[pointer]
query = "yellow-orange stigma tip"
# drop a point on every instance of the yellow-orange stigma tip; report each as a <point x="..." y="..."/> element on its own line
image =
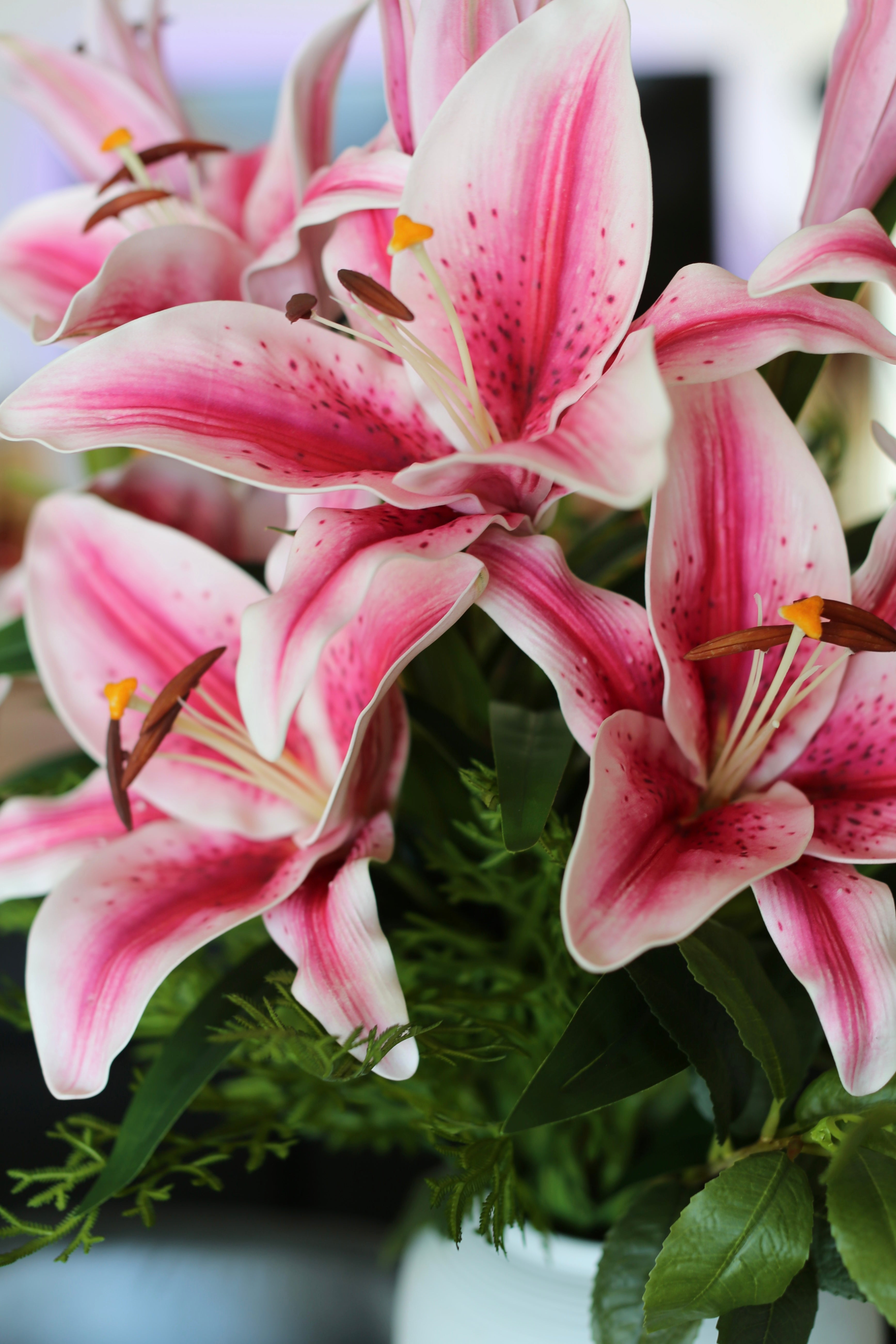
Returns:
<point x="406" y="234"/>
<point x="116" y="140"/>
<point x="806" y="615"/>
<point x="119" y="694"/>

■ ■ ■

→ EXERCISE:
Render the whole listing above as a numbered list. Skip any blank lines and leave out the pictures.

→ OUTPUT FOR THIS EXERCISE:
1. [pointer]
2. query = "yellow-orange stigma tip"
3. # drop a point on every instance of the yellow-orange stigma tip; report each as a <point x="..." y="..."/> element on its own line
4. image =
5. Returns:
6. <point x="406" y="234"/>
7. <point x="116" y="140"/>
8. <point x="806" y="615"/>
9. <point x="119" y="694"/>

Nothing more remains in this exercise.